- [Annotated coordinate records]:
+===+
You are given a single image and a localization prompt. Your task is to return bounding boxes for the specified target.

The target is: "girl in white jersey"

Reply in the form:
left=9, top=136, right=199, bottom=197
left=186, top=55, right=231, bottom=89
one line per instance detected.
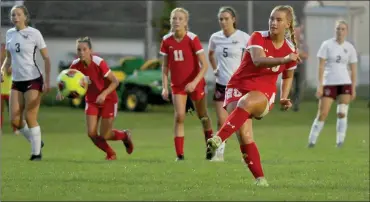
left=308, top=20, right=357, bottom=147
left=1, top=5, right=50, bottom=160
left=208, top=7, right=250, bottom=161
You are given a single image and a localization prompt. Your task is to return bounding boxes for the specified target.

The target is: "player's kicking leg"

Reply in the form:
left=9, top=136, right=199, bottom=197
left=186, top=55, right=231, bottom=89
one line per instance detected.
left=336, top=94, right=351, bottom=147
left=85, top=103, right=116, bottom=160
left=308, top=97, right=334, bottom=148
left=191, top=92, right=213, bottom=160
left=100, top=103, right=134, bottom=158
left=172, top=94, right=187, bottom=161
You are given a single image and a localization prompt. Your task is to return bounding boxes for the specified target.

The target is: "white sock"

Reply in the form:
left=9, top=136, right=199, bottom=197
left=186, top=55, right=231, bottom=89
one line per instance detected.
left=29, top=126, right=41, bottom=155
left=336, top=117, right=347, bottom=144
left=308, top=118, right=324, bottom=144
left=19, top=123, right=31, bottom=142
left=216, top=142, right=226, bottom=156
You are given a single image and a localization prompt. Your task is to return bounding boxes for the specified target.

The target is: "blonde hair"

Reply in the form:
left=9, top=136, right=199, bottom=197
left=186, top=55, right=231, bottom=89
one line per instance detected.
left=335, top=20, right=348, bottom=29
left=76, top=36, right=92, bottom=49
left=170, top=8, right=189, bottom=32
left=272, top=5, right=297, bottom=48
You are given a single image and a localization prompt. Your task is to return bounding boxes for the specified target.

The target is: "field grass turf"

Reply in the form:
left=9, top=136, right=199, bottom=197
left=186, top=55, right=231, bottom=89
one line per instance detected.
left=1, top=101, right=369, bottom=201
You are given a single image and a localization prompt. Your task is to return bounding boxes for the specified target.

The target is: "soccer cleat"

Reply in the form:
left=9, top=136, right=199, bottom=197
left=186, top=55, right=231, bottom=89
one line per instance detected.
left=255, top=177, right=269, bottom=187
left=337, top=142, right=343, bottom=148
left=307, top=143, right=315, bottom=148
left=30, top=154, right=42, bottom=161
left=105, top=154, right=117, bottom=161
left=122, top=130, right=134, bottom=154
left=175, top=155, right=185, bottom=161
left=207, top=135, right=222, bottom=159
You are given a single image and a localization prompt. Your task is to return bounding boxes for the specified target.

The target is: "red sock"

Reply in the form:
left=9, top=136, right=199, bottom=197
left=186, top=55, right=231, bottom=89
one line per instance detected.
left=109, top=129, right=127, bottom=140
left=204, top=129, right=213, bottom=142
left=90, top=136, right=115, bottom=154
left=174, top=137, right=184, bottom=156
left=217, top=107, right=250, bottom=142
left=240, top=142, right=264, bottom=179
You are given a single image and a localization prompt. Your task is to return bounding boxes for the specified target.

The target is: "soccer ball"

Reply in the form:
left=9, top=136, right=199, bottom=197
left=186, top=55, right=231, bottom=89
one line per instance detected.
left=57, top=69, right=88, bottom=98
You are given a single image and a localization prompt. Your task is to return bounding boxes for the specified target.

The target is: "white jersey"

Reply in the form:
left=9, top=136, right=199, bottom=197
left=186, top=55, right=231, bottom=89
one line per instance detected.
left=208, top=30, right=250, bottom=86
left=317, top=38, right=357, bottom=85
left=5, top=27, right=46, bottom=81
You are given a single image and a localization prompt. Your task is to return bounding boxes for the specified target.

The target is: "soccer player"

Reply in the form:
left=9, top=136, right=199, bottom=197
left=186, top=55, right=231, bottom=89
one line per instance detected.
left=308, top=20, right=357, bottom=147
left=0, top=44, right=18, bottom=134
left=208, top=6, right=250, bottom=161
left=160, top=8, right=213, bottom=160
left=1, top=5, right=50, bottom=160
left=207, top=6, right=300, bottom=186
left=57, top=37, right=134, bottom=160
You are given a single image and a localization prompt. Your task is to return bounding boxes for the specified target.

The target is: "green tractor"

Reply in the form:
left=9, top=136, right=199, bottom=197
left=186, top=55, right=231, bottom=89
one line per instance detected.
left=59, top=54, right=168, bottom=112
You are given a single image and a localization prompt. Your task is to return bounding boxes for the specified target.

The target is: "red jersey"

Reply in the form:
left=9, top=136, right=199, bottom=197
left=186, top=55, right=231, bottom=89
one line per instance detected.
left=159, top=32, right=203, bottom=87
left=70, top=55, right=118, bottom=103
left=227, top=31, right=297, bottom=92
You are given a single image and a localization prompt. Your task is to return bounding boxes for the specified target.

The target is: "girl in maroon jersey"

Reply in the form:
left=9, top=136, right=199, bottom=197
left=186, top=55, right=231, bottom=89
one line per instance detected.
left=160, top=8, right=213, bottom=160
left=57, top=37, right=134, bottom=160
left=207, top=6, right=300, bottom=186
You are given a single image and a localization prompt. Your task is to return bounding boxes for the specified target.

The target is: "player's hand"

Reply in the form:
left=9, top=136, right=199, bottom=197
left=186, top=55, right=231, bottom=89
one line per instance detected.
left=213, top=68, right=219, bottom=77
left=280, top=98, right=293, bottom=111
left=96, top=93, right=107, bottom=104
left=162, top=88, right=170, bottom=101
left=55, top=92, right=64, bottom=101
left=316, top=86, right=324, bottom=99
left=185, top=82, right=197, bottom=93
left=285, top=53, right=302, bottom=63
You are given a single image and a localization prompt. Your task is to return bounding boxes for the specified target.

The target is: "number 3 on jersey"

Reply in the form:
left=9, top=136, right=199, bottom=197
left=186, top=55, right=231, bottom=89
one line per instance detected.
left=173, top=50, right=184, bottom=61
left=15, top=43, right=21, bottom=53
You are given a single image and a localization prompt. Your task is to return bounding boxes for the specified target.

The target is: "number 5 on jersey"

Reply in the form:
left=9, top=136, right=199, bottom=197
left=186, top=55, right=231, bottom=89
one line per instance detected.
left=173, top=50, right=184, bottom=61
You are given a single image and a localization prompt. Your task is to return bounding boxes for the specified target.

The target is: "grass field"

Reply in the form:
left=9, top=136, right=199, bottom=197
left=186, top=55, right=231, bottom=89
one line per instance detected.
left=1, top=101, right=369, bottom=201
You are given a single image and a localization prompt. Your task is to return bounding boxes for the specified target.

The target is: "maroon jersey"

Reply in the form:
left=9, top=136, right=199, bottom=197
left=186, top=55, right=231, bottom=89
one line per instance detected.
left=160, top=32, right=203, bottom=88
left=227, top=31, right=297, bottom=93
left=70, top=55, right=118, bottom=103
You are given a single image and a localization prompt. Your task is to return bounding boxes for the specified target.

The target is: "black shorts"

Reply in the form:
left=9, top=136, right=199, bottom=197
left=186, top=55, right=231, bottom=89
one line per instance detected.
left=12, top=76, right=44, bottom=93
left=213, top=83, right=226, bottom=102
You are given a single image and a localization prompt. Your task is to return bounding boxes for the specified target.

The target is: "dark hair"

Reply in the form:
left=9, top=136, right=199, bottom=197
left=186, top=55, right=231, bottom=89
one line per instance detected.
left=76, top=36, right=92, bottom=49
left=218, top=6, right=236, bottom=29
left=10, top=5, right=30, bottom=26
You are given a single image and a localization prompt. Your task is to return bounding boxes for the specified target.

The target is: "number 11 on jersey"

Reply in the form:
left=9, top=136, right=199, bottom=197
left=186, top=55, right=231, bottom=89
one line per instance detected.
left=173, top=50, right=184, bottom=61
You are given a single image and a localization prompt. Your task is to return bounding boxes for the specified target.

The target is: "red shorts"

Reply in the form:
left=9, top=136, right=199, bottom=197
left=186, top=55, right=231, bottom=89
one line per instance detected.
left=322, top=84, right=352, bottom=100
left=85, top=102, right=118, bottom=119
left=1, top=94, right=9, bottom=100
left=213, top=83, right=226, bottom=102
left=12, top=76, right=44, bottom=93
left=171, top=79, right=206, bottom=101
left=224, top=87, right=275, bottom=111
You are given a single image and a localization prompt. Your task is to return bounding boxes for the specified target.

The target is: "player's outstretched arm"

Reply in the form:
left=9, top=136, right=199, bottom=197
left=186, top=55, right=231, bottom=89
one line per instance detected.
left=193, top=52, right=208, bottom=84
left=162, top=55, right=169, bottom=101
left=40, top=48, right=51, bottom=92
left=280, top=69, right=294, bottom=110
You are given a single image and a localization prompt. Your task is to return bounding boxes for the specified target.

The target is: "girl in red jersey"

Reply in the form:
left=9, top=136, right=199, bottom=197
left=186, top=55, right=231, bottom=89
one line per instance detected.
left=207, top=6, right=300, bottom=186
left=160, top=8, right=213, bottom=160
left=57, top=37, right=134, bottom=160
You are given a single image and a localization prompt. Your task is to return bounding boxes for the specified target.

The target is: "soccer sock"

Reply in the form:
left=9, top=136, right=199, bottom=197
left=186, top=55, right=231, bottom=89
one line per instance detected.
left=308, top=118, right=324, bottom=144
left=217, top=107, right=250, bottom=142
left=29, top=126, right=41, bottom=155
left=204, top=129, right=213, bottom=143
left=19, top=123, right=31, bottom=142
left=174, top=136, right=184, bottom=156
left=90, top=136, right=115, bottom=154
left=240, top=142, right=264, bottom=179
left=109, top=129, right=127, bottom=140
left=336, top=117, right=347, bottom=144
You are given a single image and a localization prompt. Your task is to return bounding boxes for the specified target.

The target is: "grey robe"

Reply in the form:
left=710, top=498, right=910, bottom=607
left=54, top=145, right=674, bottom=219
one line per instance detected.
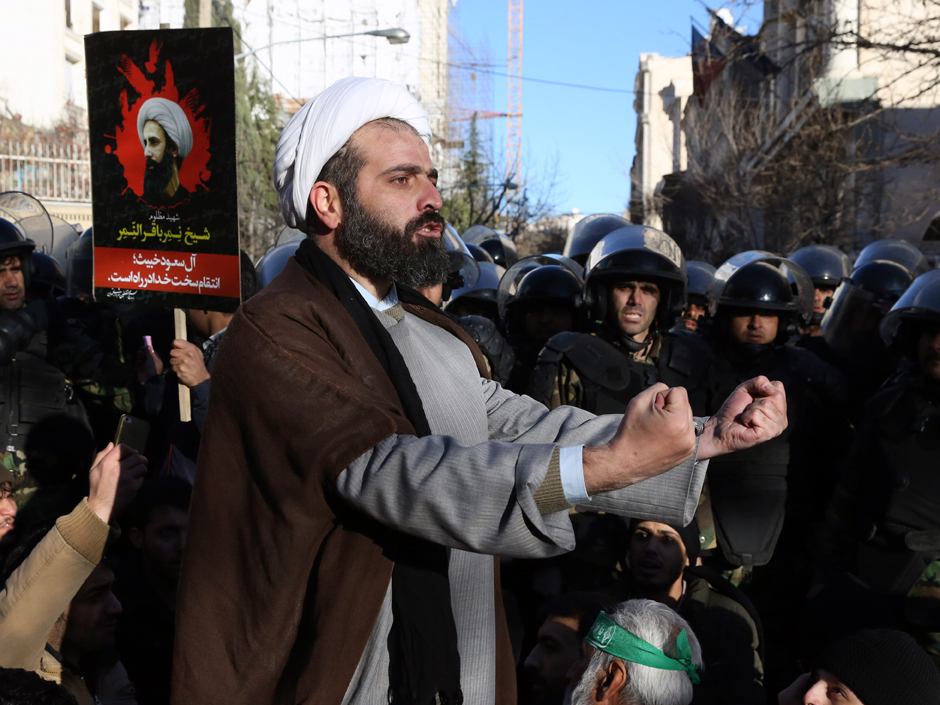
left=336, top=306, right=707, bottom=705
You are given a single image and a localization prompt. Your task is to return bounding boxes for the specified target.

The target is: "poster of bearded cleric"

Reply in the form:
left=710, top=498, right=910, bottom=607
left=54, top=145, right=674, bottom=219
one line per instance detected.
left=85, top=28, right=241, bottom=311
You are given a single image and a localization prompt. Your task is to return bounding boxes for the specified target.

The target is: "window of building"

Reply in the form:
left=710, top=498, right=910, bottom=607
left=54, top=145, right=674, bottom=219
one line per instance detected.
left=65, top=57, right=75, bottom=103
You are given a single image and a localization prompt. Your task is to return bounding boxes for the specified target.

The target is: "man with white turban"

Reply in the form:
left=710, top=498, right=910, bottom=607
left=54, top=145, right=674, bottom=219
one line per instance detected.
left=173, top=78, right=786, bottom=705
left=137, top=98, right=193, bottom=206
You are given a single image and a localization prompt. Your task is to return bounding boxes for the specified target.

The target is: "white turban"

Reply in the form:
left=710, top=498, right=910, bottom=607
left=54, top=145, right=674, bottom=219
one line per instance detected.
left=137, top=98, right=193, bottom=159
left=274, top=76, right=431, bottom=228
+===+
- [EXERCISE AIM]: Return every line of the data above that contains the word "hair".

- [CORRECT OUTPUT]:
The target is: "blonde hair"
The target is: "dark hair"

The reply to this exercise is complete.